**BRIEF**
Dropping every picture, set down exactly the lines in the entries below, starting with the line with "Find the rusty" and going on through the line with "Target: railing".
*** Opening EXTRACTED DATA ***
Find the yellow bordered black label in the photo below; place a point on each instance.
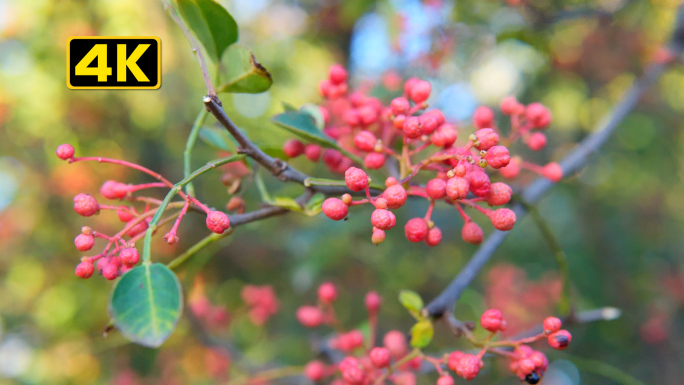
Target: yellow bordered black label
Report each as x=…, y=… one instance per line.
x=113, y=63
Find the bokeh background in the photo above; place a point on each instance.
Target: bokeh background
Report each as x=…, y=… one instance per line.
x=620, y=220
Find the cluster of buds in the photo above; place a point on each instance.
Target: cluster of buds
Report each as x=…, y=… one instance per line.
x=365, y=363
x=420, y=140
x=119, y=254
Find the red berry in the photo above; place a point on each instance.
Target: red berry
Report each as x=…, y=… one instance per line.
x=315, y=370
x=110, y=271
x=374, y=160
x=412, y=127
x=400, y=106
x=129, y=256
x=86, y=205
x=434, y=236
x=416, y=230
x=327, y=293
x=65, y=151
x=335, y=209
x=310, y=316
x=444, y=136
x=536, y=141
x=395, y=342
x=483, y=117
x=538, y=115
x=218, y=222
x=420, y=91
x=553, y=172
x=499, y=194
x=293, y=148
x=395, y=196
x=85, y=269
x=373, y=302
x=380, y=357
x=552, y=324
x=337, y=74
x=503, y=219
x=84, y=242
x=491, y=320
x=436, y=188
x=383, y=219
x=497, y=157
x=365, y=141
x=457, y=188
x=560, y=339
x=486, y=138
x=472, y=233
x=356, y=179
x=312, y=152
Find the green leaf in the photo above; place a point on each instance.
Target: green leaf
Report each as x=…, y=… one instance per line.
x=146, y=304
x=421, y=334
x=411, y=300
x=303, y=125
x=216, y=137
x=211, y=23
x=243, y=72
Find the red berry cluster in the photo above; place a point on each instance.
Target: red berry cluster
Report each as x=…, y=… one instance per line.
x=406, y=131
x=365, y=363
x=119, y=254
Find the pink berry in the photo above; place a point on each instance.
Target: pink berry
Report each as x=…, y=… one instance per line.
x=436, y=188
x=472, y=233
x=110, y=271
x=327, y=293
x=315, y=370
x=380, y=357
x=434, y=236
x=65, y=151
x=372, y=302
x=486, y=138
x=85, y=269
x=536, y=141
x=395, y=342
x=310, y=316
x=538, y=115
x=293, y=148
x=129, y=256
x=499, y=194
x=483, y=117
x=400, y=106
x=84, y=242
x=420, y=91
x=416, y=230
x=498, y=156
x=491, y=320
x=553, y=172
x=444, y=136
x=312, y=152
x=86, y=205
x=503, y=219
x=335, y=209
x=356, y=179
x=560, y=339
x=412, y=127
x=383, y=219
x=365, y=141
x=395, y=196
x=218, y=222
x=374, y=160
x=457, y=188
x=552, y=324
x=337, y=74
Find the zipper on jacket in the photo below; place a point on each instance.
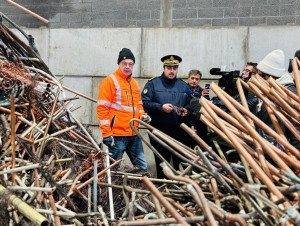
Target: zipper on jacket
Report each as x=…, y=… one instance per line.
x=132, y=101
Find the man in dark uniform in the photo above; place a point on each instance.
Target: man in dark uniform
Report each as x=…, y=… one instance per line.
x=195, y=92
x=162, y=97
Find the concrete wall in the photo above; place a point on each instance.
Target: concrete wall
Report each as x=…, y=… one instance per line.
x=85, y=56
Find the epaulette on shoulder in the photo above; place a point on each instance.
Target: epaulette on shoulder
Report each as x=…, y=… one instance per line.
x=152, y=79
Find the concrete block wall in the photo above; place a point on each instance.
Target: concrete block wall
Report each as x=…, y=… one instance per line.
x=154, y=13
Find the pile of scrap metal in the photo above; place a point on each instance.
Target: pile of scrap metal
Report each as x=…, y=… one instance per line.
x=49, y=159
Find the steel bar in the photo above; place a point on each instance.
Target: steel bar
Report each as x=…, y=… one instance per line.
x=163, y=201
x=24, y=208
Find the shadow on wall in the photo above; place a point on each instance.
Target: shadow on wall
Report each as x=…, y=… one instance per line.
x=50, y=10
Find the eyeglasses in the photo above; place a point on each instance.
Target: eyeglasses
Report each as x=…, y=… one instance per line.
x=127, y=64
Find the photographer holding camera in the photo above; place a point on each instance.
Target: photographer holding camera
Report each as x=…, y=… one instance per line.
x=195, y=92
x=228, y=83
x=273, y=65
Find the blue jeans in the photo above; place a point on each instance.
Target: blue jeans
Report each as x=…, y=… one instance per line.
x=134, y=149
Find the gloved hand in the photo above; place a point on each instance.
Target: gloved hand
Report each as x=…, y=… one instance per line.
x=109, y=141
x=146, y=118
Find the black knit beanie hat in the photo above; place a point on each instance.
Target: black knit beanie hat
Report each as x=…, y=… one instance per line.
x=125, y=54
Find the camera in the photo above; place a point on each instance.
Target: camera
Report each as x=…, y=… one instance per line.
x=297, y=54
x=228, y=79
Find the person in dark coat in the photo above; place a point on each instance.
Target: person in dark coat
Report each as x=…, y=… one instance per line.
x=195, y=92
x=165, y=101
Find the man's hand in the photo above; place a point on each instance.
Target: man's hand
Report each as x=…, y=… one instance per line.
x=167, y=108
x=146, y=118
x=109, y=141
x=183, y=112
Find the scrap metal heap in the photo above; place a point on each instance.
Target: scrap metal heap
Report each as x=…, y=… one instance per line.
x=49, y=159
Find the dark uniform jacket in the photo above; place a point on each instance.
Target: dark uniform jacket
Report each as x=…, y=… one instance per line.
x=159, y=91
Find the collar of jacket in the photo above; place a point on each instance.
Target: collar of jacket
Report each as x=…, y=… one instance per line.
x=166, y=80
x=122, y=75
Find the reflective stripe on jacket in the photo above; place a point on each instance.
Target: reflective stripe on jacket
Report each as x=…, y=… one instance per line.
x=119, y=96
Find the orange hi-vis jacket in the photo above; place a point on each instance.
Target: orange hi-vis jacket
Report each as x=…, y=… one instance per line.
x=119, y=96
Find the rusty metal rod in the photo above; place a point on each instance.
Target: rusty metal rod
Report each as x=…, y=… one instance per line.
x=164, y=202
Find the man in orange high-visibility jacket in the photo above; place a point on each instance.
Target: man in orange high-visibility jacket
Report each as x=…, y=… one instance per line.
x=119, y=101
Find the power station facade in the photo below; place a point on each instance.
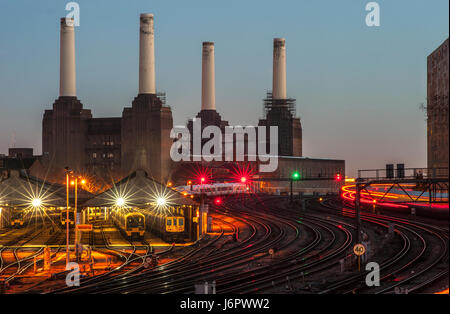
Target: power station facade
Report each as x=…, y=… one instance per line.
x=437, y=107
x=140, y=139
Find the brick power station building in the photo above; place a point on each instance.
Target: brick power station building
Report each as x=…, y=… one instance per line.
x=437, y=107
x=140, y=139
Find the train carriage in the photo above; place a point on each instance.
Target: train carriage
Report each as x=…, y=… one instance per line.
x=168, y=225
x=131, y=224
x=17, y=219
x=63, y=218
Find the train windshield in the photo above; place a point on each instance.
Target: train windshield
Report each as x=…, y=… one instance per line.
x=17, y=215
x=135, y=221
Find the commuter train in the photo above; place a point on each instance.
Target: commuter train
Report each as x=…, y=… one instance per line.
x=214, y=189
x=131, y=223
x=17, y=219
x=169, y=225
x=96, y=213
x=71, y=217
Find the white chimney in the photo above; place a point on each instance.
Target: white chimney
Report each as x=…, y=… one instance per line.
x=67, y=73
x=208, y=81
x=279, y=69
x=146, y=55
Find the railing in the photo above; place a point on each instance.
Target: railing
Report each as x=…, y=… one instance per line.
x=404, y=173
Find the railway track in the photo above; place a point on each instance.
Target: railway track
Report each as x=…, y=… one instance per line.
x=410, y=269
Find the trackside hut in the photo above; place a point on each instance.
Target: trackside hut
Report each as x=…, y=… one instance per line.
x=32, y=197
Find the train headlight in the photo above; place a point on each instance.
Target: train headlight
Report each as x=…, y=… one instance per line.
x=36, y=202
x=120, y=201
x=160, y=201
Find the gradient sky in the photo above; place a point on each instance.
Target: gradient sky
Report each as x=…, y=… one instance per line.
x=358, y=89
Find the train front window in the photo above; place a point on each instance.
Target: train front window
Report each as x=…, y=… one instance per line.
x=133, y=222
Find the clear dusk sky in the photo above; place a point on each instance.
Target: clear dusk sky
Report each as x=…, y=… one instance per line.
x=358, y=88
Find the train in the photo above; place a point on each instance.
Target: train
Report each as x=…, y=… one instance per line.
x=17, y=219
x=214, y=189
x=130, y=223
x=96, y=213
x=169, y=225
x=63, y=217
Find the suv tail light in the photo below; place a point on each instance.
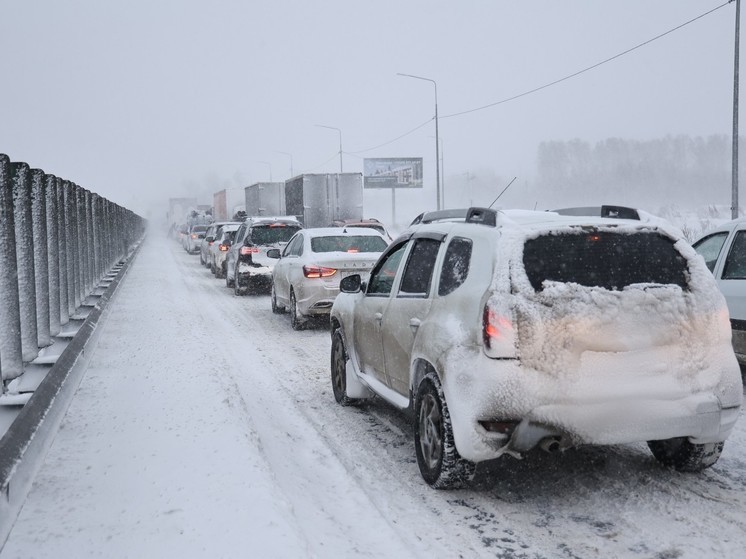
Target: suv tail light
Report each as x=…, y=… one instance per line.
x=318, y=271
x=498, y=332
x=248, y=251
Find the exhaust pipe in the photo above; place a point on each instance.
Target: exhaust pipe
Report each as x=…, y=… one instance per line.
x=550, y=444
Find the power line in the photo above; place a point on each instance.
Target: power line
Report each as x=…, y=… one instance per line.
x=413, y=130
x=555, y=82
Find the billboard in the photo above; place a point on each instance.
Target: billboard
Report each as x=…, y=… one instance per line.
x=392, y=172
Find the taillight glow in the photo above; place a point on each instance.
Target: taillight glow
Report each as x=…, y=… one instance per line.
x=498, y=332
x=318, y=271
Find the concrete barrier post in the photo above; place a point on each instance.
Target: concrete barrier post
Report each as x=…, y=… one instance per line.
x=62, y=186
x=41, y=256
x=71, y=233
x=25, y=259
x=53, y=255
x=11, y=356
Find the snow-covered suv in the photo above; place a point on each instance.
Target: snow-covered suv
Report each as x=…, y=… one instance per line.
x=503, y=331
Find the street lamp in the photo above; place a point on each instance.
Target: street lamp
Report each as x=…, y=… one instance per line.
x=340, y=142
x=734, y=163
x=268, y=164
x=437, y=140
x=290, y=155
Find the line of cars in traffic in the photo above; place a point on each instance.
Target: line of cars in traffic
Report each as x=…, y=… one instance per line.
x=504, y=331
x=300, y=268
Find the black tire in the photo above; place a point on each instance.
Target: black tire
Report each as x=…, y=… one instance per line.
x=277, y=309
x=440, y=463
x=339, y=370
x=685, y=456
x=297, y=321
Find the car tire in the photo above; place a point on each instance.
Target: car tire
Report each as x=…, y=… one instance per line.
x=297, y=322
x=339, y=370
x=685, y=456
x=277, y=309
x=440, y=463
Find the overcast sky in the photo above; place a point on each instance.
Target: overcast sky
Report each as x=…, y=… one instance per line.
x=144, y=100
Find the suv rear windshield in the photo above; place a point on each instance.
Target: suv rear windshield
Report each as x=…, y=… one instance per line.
x=603, y=259
x=348, y=243
x=272, y=233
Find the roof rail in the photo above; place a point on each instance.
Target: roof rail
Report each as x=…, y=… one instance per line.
x=615, y=212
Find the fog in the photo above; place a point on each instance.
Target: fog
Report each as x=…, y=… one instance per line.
x=142, y=101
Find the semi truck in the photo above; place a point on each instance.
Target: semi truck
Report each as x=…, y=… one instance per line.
x=226, y=203
x=265, y=198
x=317, y=200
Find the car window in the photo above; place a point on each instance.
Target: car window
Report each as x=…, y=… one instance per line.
x=418, y=273
x=348, y=243
x=710, y=248
x=382, y=276
x=735, y=265
x=295, y=246
x=455, y=265
x=240, y=233
x=604, y=259
x=272, y=234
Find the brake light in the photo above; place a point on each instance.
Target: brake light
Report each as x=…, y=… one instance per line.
x=498, y=332
x=318, y=271
x=246, y=251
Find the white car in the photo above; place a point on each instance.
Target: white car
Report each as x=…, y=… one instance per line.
x=307, y=275
x=724, y=251
x=504, y=331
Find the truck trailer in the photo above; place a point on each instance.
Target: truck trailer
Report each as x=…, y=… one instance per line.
x=317, y=200
x=226, y=203
x=265, y=198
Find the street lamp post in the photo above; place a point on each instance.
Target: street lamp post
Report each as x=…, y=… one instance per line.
x=340, y=143
x=290, y=155
x=268, y=164
x=437, y=137
x=734, y=179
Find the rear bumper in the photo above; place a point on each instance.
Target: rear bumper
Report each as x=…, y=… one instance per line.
x=606, y=407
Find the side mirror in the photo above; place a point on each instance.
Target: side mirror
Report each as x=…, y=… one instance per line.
x=350, y=284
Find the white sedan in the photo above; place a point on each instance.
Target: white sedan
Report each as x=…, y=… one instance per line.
x=306, y=278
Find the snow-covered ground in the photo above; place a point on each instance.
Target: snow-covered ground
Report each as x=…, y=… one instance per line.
x=206, y=427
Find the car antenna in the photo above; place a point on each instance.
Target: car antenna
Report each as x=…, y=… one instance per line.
x=503, y=192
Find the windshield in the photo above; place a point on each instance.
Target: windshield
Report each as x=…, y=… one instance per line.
x=272, y=233
x=348, y=243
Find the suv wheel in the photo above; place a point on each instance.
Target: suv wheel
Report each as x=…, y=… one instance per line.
x=296, y=319
x=440, y=463
x=685, y=456
x=277, y=309
x=339, y=370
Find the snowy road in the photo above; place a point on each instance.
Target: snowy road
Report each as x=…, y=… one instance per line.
x=206, y=427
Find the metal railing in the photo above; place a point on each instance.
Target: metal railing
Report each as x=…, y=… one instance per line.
x=57, y=242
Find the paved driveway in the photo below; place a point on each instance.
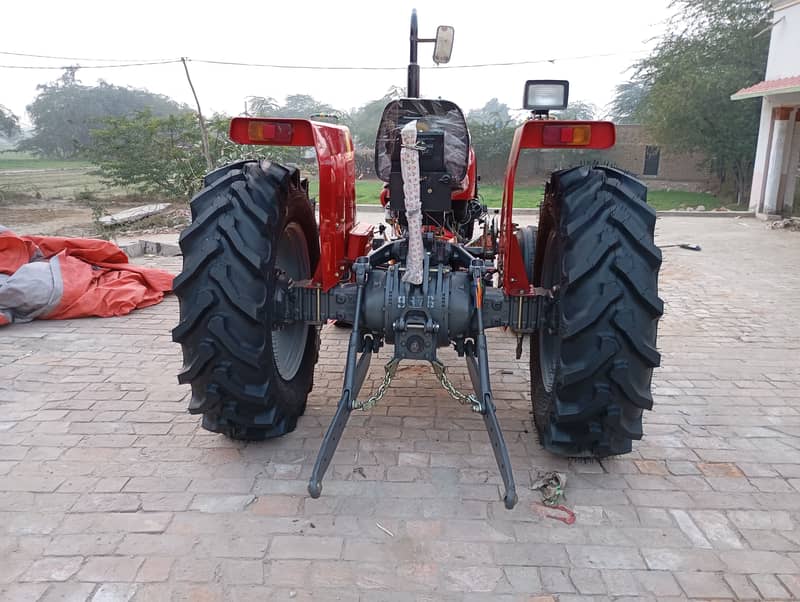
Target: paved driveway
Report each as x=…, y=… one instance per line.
x=110, y=491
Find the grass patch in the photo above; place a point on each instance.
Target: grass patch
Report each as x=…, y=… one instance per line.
x=368, y=193
x=14, y=160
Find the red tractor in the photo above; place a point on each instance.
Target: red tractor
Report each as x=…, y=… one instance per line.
x=261, y=276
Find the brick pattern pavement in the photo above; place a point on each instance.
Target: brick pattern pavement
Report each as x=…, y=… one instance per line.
x=109, y=490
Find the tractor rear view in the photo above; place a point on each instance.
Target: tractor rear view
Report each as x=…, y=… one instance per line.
x=261, y=276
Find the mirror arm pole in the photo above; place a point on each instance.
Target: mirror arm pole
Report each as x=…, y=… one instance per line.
x=413, y=68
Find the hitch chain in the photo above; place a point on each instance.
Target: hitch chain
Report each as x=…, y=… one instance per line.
x=390, y=370
x=448, y=386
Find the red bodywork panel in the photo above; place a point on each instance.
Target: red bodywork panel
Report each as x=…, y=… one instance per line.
x=337, y=184
x=531, y=134
x=359, y=241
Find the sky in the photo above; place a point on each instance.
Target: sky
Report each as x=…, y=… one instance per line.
x=344, y=33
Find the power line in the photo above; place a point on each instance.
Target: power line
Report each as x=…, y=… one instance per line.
x=75, y=58
x=403, y=68
x=305, y=67
x=64, y=67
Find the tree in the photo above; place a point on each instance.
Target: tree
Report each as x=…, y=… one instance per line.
x=712, y=49
x=492, y=113
x=262, y=106
x=628, y=100
x=163, y=155
x=296, y=105
x=364, y=121
x=64, y=113
x=9, y=123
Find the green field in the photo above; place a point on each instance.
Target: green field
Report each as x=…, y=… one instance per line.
x=368, y=193
x=26, y=174
x=22, y=174
x=13, y=160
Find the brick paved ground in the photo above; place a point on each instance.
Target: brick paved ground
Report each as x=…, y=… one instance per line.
x=109, y=491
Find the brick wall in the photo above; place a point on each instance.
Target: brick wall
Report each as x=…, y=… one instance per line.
x=629, y=154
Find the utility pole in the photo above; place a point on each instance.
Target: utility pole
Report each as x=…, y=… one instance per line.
x=203, y=130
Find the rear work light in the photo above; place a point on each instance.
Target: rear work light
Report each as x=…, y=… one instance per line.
x=567, y=135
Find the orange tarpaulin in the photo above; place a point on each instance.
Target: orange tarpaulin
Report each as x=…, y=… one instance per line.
x=58, y=278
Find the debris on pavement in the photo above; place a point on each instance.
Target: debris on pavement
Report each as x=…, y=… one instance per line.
x=683, y=245
x=134, y=214
x=790, y=223
x=550, y=486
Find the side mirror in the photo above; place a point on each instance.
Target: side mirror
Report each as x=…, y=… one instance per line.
x=443, y=47
x=546, y=94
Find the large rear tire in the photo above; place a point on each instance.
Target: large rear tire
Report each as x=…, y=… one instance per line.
x=250, y=377
x=593, y=359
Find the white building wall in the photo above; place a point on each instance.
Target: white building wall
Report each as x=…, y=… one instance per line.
x=784, y=61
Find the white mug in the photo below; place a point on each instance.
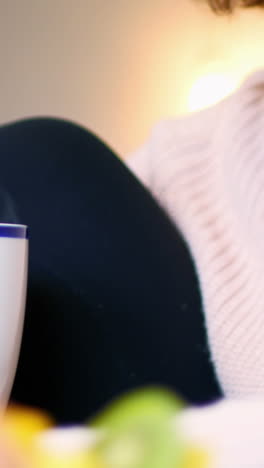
*** Closing EXTRACTED DATA ***
**SOLVED PROBLEM**
Find the rusty metal rod in the photo above; place a point on each instance.
Target: rusty metal rod
Report each as x=…, y=… one instance per line.
x=164, y=202
Find the man in orange high-visibility jacket in the photo above; place a point on each instance.
Target: man in orange high-visibility jacket
Report each as x=…, y=… one instance per line.
x=119, y=101
Find the power station facade in the photo below; place a point on each instance.
Target: power station facade
Report each as x=…, y=… one instance per line.
x=437, y=107
x=140, y=139
Find the brick power station building in the photo above; place a point on each instance.
Target: brick power station building
Report each as x=…, y=… one instance per line.
x=437, y=107
x=140, y=139
Find the train carriage in the photo above; place a point on each instance.
Target: train carriage
Report each as x=…, y=… one instance per line.
x=168, y=225
x=131, y=224
x=17, y=219
x=63, y=218
Find the train windshield in the photo above; place a point on each instance.
Target: train windshield
Report each as x=…, y=… one instance per line.
x=17, y=215
x=135, y=221
Find the commuter train in the photo above; place a point on each instance.
Target: commuter train
Report each as x=…, y=… one instance per line.
x=214, y=189
x=131, y=223
x=17, y=219
x=169, y=225
x=96, y=213
x=71, y=217
Find the white chimney in the photo above; place a point on each instance.
Target: white chimney
Report each as x=…, y=… one instance per line.
x=67, y=73
x=208, y=81
x=279, y=69
x=146, y=55
Find the railing in the photo above; place a point on each instance.
Target: railing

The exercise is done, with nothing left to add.